Records from a collection:
★ ★ ★

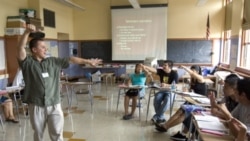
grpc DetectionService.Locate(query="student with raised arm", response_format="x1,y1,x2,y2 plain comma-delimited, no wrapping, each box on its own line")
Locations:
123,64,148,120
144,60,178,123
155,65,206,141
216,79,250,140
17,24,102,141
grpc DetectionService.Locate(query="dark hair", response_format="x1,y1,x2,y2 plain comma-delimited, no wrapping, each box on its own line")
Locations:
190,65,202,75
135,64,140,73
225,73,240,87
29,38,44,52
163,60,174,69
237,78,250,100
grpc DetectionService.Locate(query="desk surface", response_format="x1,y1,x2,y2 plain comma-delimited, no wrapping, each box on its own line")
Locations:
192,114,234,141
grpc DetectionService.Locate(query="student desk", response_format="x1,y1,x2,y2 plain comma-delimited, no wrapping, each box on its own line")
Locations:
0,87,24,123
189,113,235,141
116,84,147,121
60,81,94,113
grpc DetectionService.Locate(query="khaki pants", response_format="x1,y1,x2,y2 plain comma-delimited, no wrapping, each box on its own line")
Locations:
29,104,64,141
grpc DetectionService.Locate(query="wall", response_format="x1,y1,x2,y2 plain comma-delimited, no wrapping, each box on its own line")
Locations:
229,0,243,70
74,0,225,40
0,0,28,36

★ ★ ★

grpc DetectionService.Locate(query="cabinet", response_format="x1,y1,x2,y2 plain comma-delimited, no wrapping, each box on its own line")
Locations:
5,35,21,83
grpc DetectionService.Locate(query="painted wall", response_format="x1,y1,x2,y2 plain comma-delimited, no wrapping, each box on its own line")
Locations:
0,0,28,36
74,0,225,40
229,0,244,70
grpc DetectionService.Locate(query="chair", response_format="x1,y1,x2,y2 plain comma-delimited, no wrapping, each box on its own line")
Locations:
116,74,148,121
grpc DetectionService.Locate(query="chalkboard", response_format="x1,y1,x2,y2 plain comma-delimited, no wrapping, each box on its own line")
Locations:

★ ★ ★

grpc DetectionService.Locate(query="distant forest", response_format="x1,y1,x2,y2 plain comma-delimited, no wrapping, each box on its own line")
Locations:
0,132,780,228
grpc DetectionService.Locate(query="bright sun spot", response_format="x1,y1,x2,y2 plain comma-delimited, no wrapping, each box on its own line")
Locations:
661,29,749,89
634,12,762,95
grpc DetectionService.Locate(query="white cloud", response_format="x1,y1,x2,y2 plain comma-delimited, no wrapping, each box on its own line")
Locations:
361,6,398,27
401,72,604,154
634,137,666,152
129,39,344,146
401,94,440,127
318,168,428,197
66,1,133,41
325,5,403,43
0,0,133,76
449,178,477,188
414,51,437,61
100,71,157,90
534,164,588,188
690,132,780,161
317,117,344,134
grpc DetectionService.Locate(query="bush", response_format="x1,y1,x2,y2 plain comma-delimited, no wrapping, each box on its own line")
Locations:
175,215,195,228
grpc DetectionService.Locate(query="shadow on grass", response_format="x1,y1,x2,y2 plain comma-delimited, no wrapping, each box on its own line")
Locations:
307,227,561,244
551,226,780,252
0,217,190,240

★ ★ ★

» SET EXERCISE
Count the lines of the material above that contain the string "student", treating case as significant. Give only the number.

» REPLY TO THE EXERCISE
2